_TASK REQUIREMENTS_:
Could you carry on the article below about U.S. stocks and the Federal Reserve's third round of bond buying, picking up right after its final sentence?

_GIVEN PASSAGE_:
*-*-*

U.S. stocks may have little more to gain from the Federal Reserve’s third round of bond buying even though the purchases have only begun, according to Gina Martin Adams, a Wells Fargo & Co. strategist.

As the CHART OF THE DAY depicts, the Standard & Poor’s 500 Index’s price-earnings ratio since June has tracked an expansion that started in August 2010, when Fed Chairman Ben S. Bernanke foreshadowed the prior round of so-called quantitative easing with a speech in Jackson Hole, Wyoming. The P/E might be about a month away from peaking, assuming the pattern holds.

“Over the last four years, investors have become accustomed to one consistency in the equity market -- when the Fed moves, stocks follow,” Martin Adams wrote two days ago in a report featuring a similar chart. “Investors may have priced in a new round of liquidity before it happened this time.”

*-*-*

Extracted records
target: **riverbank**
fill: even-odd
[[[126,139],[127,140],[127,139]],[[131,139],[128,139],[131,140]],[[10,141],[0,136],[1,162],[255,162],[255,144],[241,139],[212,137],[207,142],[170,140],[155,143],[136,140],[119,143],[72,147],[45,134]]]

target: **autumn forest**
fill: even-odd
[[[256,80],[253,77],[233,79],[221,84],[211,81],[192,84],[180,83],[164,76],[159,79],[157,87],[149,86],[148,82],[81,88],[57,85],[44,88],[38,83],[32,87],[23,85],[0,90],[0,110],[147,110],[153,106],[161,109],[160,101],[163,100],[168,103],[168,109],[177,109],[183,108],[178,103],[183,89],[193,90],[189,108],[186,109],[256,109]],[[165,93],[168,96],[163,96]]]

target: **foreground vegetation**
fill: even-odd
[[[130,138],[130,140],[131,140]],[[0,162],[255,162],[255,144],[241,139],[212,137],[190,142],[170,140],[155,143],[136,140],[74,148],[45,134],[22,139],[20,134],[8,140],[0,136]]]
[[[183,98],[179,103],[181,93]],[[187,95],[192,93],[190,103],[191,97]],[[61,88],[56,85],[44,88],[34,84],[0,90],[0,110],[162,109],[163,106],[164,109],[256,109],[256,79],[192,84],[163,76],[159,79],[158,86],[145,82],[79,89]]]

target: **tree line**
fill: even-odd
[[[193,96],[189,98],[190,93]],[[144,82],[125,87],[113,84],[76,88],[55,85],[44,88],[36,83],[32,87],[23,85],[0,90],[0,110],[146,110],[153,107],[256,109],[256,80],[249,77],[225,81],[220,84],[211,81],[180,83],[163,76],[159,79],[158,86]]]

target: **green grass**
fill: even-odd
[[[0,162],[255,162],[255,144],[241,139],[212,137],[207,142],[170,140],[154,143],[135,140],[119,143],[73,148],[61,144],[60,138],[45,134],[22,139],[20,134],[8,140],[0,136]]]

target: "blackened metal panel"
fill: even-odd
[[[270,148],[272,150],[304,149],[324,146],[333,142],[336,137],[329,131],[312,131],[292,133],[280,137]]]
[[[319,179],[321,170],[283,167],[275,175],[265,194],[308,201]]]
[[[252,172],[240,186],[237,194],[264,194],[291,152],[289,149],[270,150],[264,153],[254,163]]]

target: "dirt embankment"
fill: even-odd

*-*-*

_REPLY_:
Fed policy makers announced a plan on Sept. 13 for the central bank to buy $40 billion of mortgage-backed securities each month. The purchases will persist as long as the labor market doesn’t “improve substantially,” according to a statement they released that day.

The S&P 500’s higher valuation bolsters the argument for buying defensive stocks, or shares of companies that are least affected by economic swings, Martin Adams wrote. The New York-based strategist favors investing in companies that sell food, beverages and other consumer staples, along with health care.